## Text shown
────────────────
When Medicare began it was marketed as a financial safety net for seniors but it has failed in accomplishing this. The costs for Part B collected by Medicare have continued to rise and Part D is not likely to be too far behind if expected trends continue. It is not uncommon to see seniors presently paying $500 a month for their Part B coverage, their Medicare Supplement and their new, separate Part D policy.
MEDICARE PART C Medicare Advantage
Something had to be done and it was. Medicare expanded through the Balanced Budget Act of 1997 in which a new product to be marketed to seniors became available. It was initially called Medicare + Choice and now it is known as Medicare Advantage. To understand it you simply need to recall what you know about HMO’s.
These new HMO-like products have been immensely helpful in relieving the financial burden on our seniors. However, like a newly designed car it is not unexpected in the early years of marketing these products that there were problems. Some of the less reputable carriers entered the market with benefits that were not properly funded by the premiums charged. The result was carrier failure and a bitter taste in the mouths of many seniors.
However, today through a few authorized and very creditable insurers (Health Net and Kaiser to name two), the individual can now have an HMO that looks exactly like the typical insurance product most seniors had prior to Medicare.
When a Medicare-approved insurer offers a Medicare Advantage HMO in the senior market, Medicare actually pays and transfers the risk to the insurance company for providing cost care protection to the enrolling senior.
This relieves Medicare of its obligations to provide benefits and puts the burden 100% square on the shoulders of the insurance company. Some may argue that this Medicare as a national health insurance program has failed and this new program was needed to shore it up. The truth is that delivering affordable health care is a task that needs constant monitoring because of the shifts in our population. Even here we see that supply equals demand and the Federal Government actually responded and got it right by addressing the issue with a workable solution.
The insurance companies now offer benefits that are better than what Medicare and a Medicare Supplement could provide. Additionally, the Medicare Advantage HMO products also provide full Part D prescription coverage.
Whereas rich Medicare Supplements with comprehensive Part D prescription drug coverage come in around $350 a month, a quality HMO can provide better coverage for around $40-$100 a month. To be fair, these premiums will rise as well, but with a lower starting point, the annual rate adjustment is not as hard to accept.
With the good news there is bad news. It is a major decision to enroll into an HMO and to drop existing Medicare Supplement plans. The government recognizes this. Therefore, every year from November 15th through December 31st, a senior can enroll into the Part D prescription drug program if they have not already done so or switch to another Part D prescription drug program if they already have coverage somewhere else. For those who have no prior Medicare Supplement coverage, they can also enroll without evidence of insurability (there are a few restrictions) and coverage begins January 1st.
From January 1st through March 31st, the senior has the opportunity to change their mind and switch to another plan if they feel so inclined. Most do not.
All Medicare coverage, Medicare Supplements and the newer Medicare Advantage HMO products are ways to protect what you worked hard to acquire. Take the time to learn more. We will all reach Age 65 and when we do, we will all confront this.
MEDICARE vs. LONG TERM CARE
Finally, it is crucially important to understand that Medicare is NOT Long Term Care. In another article I will discuss this issue. It is arguably of equal importance to your long term financial future as is Medicare.
────────────────
## Problem A
Translate this sentence from the Medicare article into Spanish: "The insurance companies now offer benefits that are better than what Medicare and a Medicare Supplement could provide."
## Problem B
Duplicate, word for word, the part of the Medicare article from "MEDICARE PART C" up to and including "of many seniors.".

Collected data
────────────────
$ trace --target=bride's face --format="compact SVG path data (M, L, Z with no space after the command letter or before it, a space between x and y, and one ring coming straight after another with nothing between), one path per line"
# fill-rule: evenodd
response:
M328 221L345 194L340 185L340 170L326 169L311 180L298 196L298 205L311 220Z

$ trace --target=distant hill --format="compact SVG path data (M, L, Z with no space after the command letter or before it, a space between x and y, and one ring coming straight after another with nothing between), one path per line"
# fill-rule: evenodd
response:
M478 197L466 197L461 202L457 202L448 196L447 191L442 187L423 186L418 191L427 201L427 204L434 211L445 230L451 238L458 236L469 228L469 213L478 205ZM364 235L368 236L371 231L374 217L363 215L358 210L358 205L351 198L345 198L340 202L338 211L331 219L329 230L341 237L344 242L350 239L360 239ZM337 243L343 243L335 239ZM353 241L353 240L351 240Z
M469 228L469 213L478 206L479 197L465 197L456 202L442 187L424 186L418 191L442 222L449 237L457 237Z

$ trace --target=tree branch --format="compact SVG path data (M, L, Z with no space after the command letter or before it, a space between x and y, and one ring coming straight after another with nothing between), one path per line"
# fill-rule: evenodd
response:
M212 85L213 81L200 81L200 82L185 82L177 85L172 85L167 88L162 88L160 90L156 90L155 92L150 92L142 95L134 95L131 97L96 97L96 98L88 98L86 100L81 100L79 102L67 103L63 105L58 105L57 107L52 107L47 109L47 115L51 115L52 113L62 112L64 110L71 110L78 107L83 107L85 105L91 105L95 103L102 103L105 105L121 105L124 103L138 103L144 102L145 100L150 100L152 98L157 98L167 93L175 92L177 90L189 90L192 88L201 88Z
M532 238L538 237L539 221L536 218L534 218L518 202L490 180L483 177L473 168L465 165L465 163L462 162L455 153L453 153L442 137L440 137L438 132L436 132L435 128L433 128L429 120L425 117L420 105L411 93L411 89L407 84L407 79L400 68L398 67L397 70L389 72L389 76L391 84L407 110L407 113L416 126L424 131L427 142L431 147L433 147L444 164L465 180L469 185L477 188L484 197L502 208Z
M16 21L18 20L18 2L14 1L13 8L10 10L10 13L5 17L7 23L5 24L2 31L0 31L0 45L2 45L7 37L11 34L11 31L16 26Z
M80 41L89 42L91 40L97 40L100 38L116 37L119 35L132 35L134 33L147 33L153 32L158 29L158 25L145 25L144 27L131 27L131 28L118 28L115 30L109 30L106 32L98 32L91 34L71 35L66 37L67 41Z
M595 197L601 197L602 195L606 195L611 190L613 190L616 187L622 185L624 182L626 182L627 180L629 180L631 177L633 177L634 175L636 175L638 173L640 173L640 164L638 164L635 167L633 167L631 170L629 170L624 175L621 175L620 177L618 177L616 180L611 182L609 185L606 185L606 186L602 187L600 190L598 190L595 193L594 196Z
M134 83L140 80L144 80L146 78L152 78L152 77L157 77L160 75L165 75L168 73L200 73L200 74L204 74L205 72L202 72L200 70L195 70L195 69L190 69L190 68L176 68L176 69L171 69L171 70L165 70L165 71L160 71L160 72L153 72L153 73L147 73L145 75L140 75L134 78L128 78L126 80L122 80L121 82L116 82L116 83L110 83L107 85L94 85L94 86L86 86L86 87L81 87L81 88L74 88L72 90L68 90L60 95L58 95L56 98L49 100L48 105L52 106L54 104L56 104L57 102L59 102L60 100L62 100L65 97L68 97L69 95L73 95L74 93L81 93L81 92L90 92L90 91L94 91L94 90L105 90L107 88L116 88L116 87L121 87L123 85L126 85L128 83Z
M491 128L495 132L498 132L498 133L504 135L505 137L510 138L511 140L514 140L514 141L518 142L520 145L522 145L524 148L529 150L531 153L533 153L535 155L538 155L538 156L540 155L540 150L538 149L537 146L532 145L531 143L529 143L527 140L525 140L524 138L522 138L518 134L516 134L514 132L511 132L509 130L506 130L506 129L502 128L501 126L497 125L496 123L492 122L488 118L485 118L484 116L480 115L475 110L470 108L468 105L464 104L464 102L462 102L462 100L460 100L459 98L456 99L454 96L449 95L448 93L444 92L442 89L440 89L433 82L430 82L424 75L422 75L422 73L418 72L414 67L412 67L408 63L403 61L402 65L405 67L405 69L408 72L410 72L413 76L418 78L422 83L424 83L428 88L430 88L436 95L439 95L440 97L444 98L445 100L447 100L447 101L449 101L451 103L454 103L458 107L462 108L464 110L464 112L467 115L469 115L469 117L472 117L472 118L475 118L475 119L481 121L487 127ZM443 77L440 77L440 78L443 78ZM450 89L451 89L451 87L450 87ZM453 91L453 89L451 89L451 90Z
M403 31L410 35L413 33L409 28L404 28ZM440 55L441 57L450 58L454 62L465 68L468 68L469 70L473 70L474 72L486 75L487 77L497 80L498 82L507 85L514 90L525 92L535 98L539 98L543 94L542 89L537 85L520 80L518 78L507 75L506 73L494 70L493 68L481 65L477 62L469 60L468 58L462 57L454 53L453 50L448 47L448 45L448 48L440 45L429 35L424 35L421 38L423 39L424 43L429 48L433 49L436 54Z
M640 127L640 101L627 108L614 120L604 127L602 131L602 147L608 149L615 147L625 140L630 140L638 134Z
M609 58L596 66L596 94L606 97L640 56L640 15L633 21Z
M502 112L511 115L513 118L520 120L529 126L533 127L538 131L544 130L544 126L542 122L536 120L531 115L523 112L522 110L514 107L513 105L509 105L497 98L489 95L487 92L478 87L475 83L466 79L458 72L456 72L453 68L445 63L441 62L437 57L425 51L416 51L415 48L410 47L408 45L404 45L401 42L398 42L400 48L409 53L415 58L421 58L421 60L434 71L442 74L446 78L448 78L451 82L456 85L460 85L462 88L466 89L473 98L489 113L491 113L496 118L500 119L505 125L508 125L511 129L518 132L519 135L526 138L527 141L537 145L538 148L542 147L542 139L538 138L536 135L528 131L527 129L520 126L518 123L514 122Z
────────────────
## Response box A
Las compañías de seguros ahora ofrecen beneficios que son mejores que lo que Medicare y un Medicare Supplement podían proporcionar.

## Response box B
MEDICARE PART C Medicare Advantage
Something had to be done and it was. Medicare expanded through the Balanced Budget Act of 1997 in which a new product to be marketed to seniors became available. It was initially called Medicare + Choice and now it is known as Medicare Advantage. To understand it you simply need to recall what you know about HMO’s.
These new HMO-like products have been immensely helpful in relieving the financial burden on our seniors. However, like a newly designed car it is not unexpected in the early years of marketing these products that there were problems. Some of the less reputable carriers entered the market with benefits that were not properly funded by the premiums charged. The result was carrier failure and a bitter taste in the mouths of many seniors.